==== Data provided

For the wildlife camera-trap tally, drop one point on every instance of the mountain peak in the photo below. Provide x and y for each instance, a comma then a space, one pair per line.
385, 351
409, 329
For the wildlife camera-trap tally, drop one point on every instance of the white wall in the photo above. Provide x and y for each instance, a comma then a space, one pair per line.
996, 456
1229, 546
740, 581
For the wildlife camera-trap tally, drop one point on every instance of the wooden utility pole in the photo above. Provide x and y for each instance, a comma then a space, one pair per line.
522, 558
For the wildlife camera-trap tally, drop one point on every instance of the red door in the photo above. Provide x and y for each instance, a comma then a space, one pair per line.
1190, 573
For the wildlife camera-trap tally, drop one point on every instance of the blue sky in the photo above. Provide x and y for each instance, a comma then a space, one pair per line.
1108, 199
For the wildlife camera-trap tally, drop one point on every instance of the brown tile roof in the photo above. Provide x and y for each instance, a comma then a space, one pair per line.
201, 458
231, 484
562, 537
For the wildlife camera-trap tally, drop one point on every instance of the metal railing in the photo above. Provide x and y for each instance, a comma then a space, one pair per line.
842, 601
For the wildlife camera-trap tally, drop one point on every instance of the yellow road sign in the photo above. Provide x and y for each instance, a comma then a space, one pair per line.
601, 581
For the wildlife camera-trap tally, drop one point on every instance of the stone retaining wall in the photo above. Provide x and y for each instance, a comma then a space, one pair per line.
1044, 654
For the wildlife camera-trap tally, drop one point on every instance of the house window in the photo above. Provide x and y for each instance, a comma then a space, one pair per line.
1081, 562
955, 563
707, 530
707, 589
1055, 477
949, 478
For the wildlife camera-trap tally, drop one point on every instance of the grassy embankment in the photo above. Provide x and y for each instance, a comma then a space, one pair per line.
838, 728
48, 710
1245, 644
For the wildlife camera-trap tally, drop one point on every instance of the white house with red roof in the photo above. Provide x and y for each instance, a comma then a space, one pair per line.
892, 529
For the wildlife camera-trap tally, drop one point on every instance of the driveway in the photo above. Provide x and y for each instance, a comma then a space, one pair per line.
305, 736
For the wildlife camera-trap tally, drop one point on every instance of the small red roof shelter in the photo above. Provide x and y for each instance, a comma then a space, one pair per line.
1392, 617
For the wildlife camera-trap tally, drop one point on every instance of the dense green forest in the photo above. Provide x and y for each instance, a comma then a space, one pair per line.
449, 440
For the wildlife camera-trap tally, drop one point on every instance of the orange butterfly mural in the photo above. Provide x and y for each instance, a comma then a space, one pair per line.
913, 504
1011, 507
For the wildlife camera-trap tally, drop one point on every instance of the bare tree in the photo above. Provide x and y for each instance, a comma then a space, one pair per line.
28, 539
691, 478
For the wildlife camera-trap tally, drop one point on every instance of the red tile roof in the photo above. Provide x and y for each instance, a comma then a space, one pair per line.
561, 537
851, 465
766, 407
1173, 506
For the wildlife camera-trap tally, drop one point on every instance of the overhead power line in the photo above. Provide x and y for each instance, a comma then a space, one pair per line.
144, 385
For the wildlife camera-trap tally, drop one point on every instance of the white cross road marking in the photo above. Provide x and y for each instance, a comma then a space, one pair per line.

========

A faithful, complete copy of the entries above is required.

• _Response box_:
For the wildlife camera-trap tally, drop one point on every instance of the mountain peak in the photo below. Provide x and y for each instance, a comma then a space, one pair per line.
385, 351
409, 329
For the wildlife camera-trap tally, drop one point on every instance of the white wall in the photo above. Provide x and y for each instance, a comma then a space, one pair per line.
996, 456
1229, 546
740, 581
For the wildlife camera-trap tally, drop one point on every instance of the wooden utility pole in the photo above. Provide x and y for each instance, a comma then a space, one pair per line.
522, 558
For the wildlife camera-trap tally, drop one point on every instance of the red door in the photo above. Provide x and y for each instance, a comma then a space, one pair per line.
1190, 573
For the wildlife camera-trap tally, drop one point on every instance of the blue sky in the photo above. Provide x and y for each instance, a comma then a space, one pair per line.
1108, 199
For the wildlife camera-trap tally, drop one point on every instance of the brown tile roof in the photo above. Provide x and y for each instance, a comma then a space, one pair per line.
201, 458
231, 484
562, 537
For the wildlife camera-trap tally, drop one point on every instance of the metal railing in the photo above. Provide x and y for each instance, a comma then a space, one pair per line.
842, 601
For the wildlife camera-trap tally, drop one point on every instance of the yellow road sign in the photo above. Provide x and y for each instance, a comma then a space, one pair per line.
601, 581
For the wildlife camera-trap tally, drop one point on every instance of the stone retaining wall in the photo above. Provide x and y for each instance, a comma then a space, one pair per line.
1044, 654
For the wildlife camera-trap tally, drop one point on every instance of the house window in the photo above. Provide x and y for each instance, a comma then a space, one pair per line.
1081, 562
955, 563
707, 530
707, 589
1055, 477
949, 478
For the wildlife camera-trap tally, drop one point on every instance of the grassy embankment in the photo above. Provide x and y for each instance, a comma then a space, one pair per line.
838, 728
48, 710
1245, 644
For the wildlife camera-trap tally, drop one point on every instance of the white house with red roof in the photo above. Provide x and y for each instance, a comma then a space, one pair per line.
892, 529
For the wildlife camera-trap tally, drop one point on every instance of the driveway in the photo above. Provide x and y for each instance, a comma then a space, one pair per line.
305, 736
For the wildlife camera-trap tally, drop one point on every instance of the small red roof shelter in the photo above. Provide x and y for each instance, a comma then a space, one pair per line.
1392, 617
For the wildlife camera-trap tally, drop one point on every instance of the dense green forest in the photo above. Provide x and y for each instance, a comma then a space, one pair per line.
449, 440
For the wildlife camera-trap tally, drop one point on every instance of the orange butterfly mural in the photo above. Provide x and y for each instance, a comma then a space, one pair per line.
913, 504
1011, 507
For the wildlife camera-trap tally, drop one point on every instance of the bare tree in the photo above. Provide x and y for each instance, a comma then a space, one pair per line.
28, 539
691, 478
For the wildlife camera-trap tally, drop one point on every instance of the red tile roof in the photo above. Provide x and y for each instance, a comma then a space, one pair per line.
561, 537
851, 465
766, 407
1173, 506
For the wildlife camera-trap tally, drop one point on every instance of the overhead power line in the photo above. Provide x and y for each instance, a comma then a space, one pair per line.
144, 385
For the wildlife camera-trap tally, drop one point on every instance of the white cross road marking in the photo above. Provide x and y for each instance, a comma then a space, one pair per line.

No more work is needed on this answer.